**Data records**
____________

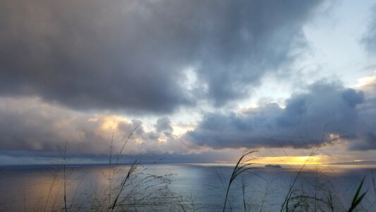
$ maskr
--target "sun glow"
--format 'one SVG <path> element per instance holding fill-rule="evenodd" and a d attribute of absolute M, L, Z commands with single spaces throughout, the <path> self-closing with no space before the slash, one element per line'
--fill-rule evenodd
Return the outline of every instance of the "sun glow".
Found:
<path fill-rule="evenodd" d="M 263 157 L 258 159 L 261 164 L 320 165 L 321 156 Z"/>

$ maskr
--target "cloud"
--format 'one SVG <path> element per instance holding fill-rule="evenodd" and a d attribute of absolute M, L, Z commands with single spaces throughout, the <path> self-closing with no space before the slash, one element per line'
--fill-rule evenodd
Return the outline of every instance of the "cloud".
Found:
<path fill-rule="evenodd" d="M 56 153 L 65 141 L 68 142 L 70 151 L 78 155 L 108 155 L 111 146 L 113 153 L 119 153 L 131 132 L 141 124 L 140 120 L 128 120 L 114 114 L 75 112 L 35 98 L 0 98 L 0 117 L 1 151 L 34 152 L 33 155 L 41 155 Z M 173 135 L 171 121 L 161 118 L 155 129 L 145 130 L 140 125 L 123 153 L 200 152 L 202 148 L 193 146 L 178 141 Z"/>
<path fill-rule="evenodd" d="M 371 20 L 368 24 L 368 28 L 361 40 L 366 50 L 371 53 L 376 53 L 376 6 L 371 11 Z"/>
<path fill-rule="evenodd" d="M 2 1 L 0 95 L 139 113 L 198 99 L 220 106 L 248 96 L 265 73 L 288 70 L 320 4 Z"/>
<path fill-rule="evenodd" d="M 349 149 L 376 149 L 376 98 L 361 90 L 370 88 L 370 83 L 355 90 L 339 82 L 317 82 L 307 92 L 293 94 L 284 109 L 269 103 L 238 113 L 207 113 L 186 136 L 214 148 L 309 148 L 324 134 L 327 141 L 346 136 L 344 141 Z"/>

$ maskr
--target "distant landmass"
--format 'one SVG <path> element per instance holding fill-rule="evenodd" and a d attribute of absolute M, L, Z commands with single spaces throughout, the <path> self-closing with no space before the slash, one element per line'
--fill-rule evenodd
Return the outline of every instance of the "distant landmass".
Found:
<path fill-rule="evenodd" d="M 328 163 L 328 165 L 376 165 L 376 160 L 360 160 Z"/>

____________

**Task**
Copy all of the material above word for word, leaving out the pictures.

**Expected output**
$ maskr
--target "sun glow"
--format 'one SVG <path> element per instance holding fill-rule="evenodd" and a d attribute of absolute M, L, Z commands with single spaces throughout, the <path> self-closing with no space before the slash, one element per line'
--fill-rule evenodd
Return the outline of every instance of the "sun glow".
Found:
<path fill-rule="evenodd" d="M 263 157 L 258 159 L 261 164 L 320 165 L 321 156 Z"/>

$ maskr
--target "cloud"
--format 'one SVG <path> element per instance holding fill-rule="evenodd" and a d attribute of absolute M, L, Z commands with single spaces throughout, the <path> self-closing with no space before the slash, one element per line'
--fill-rule evenodd
Return the outline of every instance of the "cloud".
Found:
<path fill-rule="evenodd" d="M 56 153 L 65 141 L 68 142 L 70 151 L 78 155 L 108 155 L 111 146 L 113 153 L 119 153 L 131 132 L 141 124 L 140 120 L 128 120 L 114 114 L 75 112 L 35 98 L 0 98 L 0 117 L 1 151 L 34 152 L 33 155 L 41 155 Z M 173 135 L 171 121 L 161 118 L 155 129 L 145 130 L 140 125 L 123 153 L 200 152 L 202 148 L 193 146 L 178 141 Z"/>
<path fill-rule="evenodd" d="M 371 20 L 368 24 L 368 28 L 361 40 L 366 50 L 371 53 L 376 53 L 376 6 L 371 11 Z"/>
<path fill-rule="evenodd" d="M 2 1 L 0 95 L 139 113 L 198 99 L 220 106 L 248 96 L 265 73 L 288 70 L 320 4 Z"/>
<path fill-rule="evenodd" d="M 349 149 L 376 149 L 376 98 L 361 90 L 370 88 L 370 83 L 355 90 L 339 82 L 317 82 L 307 92 L 293 94 L 284 109 L 269 103 L 238 113 L 207 113 L 186 136 L 214 148 L 309 148 L 324 134 L 327 141 L 346 136 L 344 141 Z"/>

$ maskr
--target "distant landmass"
--format 'one SVG <path> element per instance holding fill-rule="evenodd" and a d attribute of absolute M, L, Z commands with single spaces throughout, the <path> self-closing with no space before the slash, one element per line'
--fill-rule evenodd
Return the outline of every instance of the "distant landmass".
Found:
<path fill-rule="evenodd" d="M 328 163 L 328 165 L 376 165 L 376 160 L 360 160 Z"/>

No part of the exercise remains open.